引用文:
..........

説明

ナビゲーション装置

【課題】目的地までの経路探索時に、自動的に、より的確に地図データの更新の必要性の有無を判断するナビゲーション装置を提供する。
【解決手段】目的地52までの経路探索に用いられた複数のエリア1、2、3の境界56、58に未接続リンク63を検出した場合に、更新の必要性が有ると判断して、地図データの更新を促すようにしたので、目的地52までの経路探索時に、自動的に、より的確に地図データの更新の必要性の有無を判断することができ、かつ必要性が有ると判断した場合には、地図データの更新を促すことができる。

【発明の詳細な説明】
【技術分野】
【0001】
この発明は、地図データの更新をエリア単位(地域単位)で行う機能を備えたナビゲーション装置に関する。
【背景技術】
【0002】
ナビゲーション装置では、地図データを利用して目的地(目的施設も含む)までの経路探索等を行う際、自身の地図データ記憶部に記録されている地図データが最新のものであることが好ましい。
【0003】
特許文献1には、道路の渋滞情報や通行規制状況などを表すための交通情報を、更新地図データ配信センタからダウンロードする処理の途中で、ユーザの自宅周辺エリアなどの更新対象エリアについて更新前後の地図バージョンを表示してユーザに通知し、ユーザに地図データの更新が必要であるか否かを判断させるナビゲーション装置が開示されている。

..........

提供情報:
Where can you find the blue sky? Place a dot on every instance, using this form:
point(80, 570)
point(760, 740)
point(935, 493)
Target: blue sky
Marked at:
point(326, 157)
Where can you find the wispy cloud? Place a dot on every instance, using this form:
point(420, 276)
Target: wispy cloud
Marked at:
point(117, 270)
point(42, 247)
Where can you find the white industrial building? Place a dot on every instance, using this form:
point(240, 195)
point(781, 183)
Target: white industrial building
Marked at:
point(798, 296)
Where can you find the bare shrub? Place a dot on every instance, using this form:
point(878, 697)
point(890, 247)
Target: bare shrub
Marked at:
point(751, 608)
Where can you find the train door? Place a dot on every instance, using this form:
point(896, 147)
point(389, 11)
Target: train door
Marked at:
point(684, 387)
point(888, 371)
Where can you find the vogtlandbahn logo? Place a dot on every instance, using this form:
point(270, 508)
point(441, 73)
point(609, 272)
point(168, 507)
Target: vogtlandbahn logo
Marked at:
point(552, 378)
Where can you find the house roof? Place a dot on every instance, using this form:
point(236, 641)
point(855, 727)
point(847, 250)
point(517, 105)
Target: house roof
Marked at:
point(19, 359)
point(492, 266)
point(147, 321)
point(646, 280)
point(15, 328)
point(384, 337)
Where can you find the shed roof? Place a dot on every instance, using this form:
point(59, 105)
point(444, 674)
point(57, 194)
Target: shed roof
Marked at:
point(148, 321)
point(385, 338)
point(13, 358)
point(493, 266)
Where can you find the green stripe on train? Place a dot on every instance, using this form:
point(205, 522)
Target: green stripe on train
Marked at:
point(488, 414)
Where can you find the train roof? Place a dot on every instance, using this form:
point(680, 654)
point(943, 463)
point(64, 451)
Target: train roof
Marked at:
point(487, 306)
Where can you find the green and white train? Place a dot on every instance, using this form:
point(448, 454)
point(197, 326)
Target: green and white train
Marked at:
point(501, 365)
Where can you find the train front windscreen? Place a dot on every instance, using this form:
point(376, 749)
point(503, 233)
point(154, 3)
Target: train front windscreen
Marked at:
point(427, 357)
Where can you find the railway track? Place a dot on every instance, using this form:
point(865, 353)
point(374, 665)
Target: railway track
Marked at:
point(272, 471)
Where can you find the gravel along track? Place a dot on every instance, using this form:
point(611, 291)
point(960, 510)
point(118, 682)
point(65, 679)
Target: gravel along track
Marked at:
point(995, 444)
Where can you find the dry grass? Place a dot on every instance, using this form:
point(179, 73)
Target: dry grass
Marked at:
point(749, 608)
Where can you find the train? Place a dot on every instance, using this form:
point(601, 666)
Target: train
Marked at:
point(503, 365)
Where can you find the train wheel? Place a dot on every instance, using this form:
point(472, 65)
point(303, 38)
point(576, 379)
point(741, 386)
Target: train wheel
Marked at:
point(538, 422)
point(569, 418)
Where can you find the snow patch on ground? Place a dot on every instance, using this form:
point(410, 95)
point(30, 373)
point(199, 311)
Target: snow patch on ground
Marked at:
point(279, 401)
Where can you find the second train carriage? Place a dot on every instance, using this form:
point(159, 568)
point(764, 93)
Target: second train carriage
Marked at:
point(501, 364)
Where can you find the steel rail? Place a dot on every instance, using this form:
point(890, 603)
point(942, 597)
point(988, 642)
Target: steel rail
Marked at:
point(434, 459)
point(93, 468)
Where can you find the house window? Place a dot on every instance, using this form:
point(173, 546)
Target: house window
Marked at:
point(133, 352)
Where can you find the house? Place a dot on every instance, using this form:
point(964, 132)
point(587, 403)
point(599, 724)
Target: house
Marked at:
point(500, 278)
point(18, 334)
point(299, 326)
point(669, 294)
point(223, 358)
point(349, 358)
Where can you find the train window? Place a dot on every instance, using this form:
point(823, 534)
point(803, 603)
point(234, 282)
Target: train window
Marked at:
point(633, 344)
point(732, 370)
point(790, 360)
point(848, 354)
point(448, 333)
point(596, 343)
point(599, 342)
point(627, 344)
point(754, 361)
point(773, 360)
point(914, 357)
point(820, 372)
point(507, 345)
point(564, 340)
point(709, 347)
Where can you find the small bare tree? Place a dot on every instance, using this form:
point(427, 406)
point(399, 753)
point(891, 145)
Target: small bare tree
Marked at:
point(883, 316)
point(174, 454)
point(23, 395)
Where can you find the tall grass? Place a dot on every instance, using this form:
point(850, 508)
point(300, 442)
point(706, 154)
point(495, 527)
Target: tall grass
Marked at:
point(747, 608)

..........

設定課題:
#1 ナビゲーション装置の引用文によると、この発明はどのような機能を備えたナビゲーション装置に関するものですか？
#2 ナビゲーション装置の引用文で【】に囲まれた見出しのうち、段落番号を除くものをすべて挙げてください。
#3 ナビゲーション装置の引用文を、最後の文の後から書き進めてください。

最終回答:
#1 地図データの更新をエリア単位（地域単位）で行う機能です。

#2 課題、解決手段、発明の詳細な説明、技術分野、背景技術

#3
【0004】
特許文献2には、所定のエリア(地域)に対応する地図データのバージョンと、バージョンリストにおける当該エリアに対応する更新用の地図データのバージョンとが相違する場合、当該エリアに対応する更新用の地図データの更新の許否をユーザに問い合わせるナビゲーション装置が開示されている。なお、更新用の地図データは、所定範囲毎のエリア毎に分割されており、エリア毎の更新用の地図データのバージョン情報がリスト化されたものがバージョンリストといわれる。
【0005】
特許文献3には、目的地までの経路を探索した際に、探索した経路中に、更新エリアがある場合には、更新地図データが存在することをユーザに提示し、ユーザの選択により、更新エリアの地図データを取得するようにされたナビゲーションシステムが開示されている。
【先行技術文献】
【特許文献】
【0006】
【特許文献1】特開2006−145332号公報([0015]、[0056])
【特許文献2】特開2008−90057号公報(図4、[0017]、[0037])
【特許文献3】国際公開第2004/008073号パンフレット(図22(a)〜(f)、第37頁第2段落、第41頁(11)の段落)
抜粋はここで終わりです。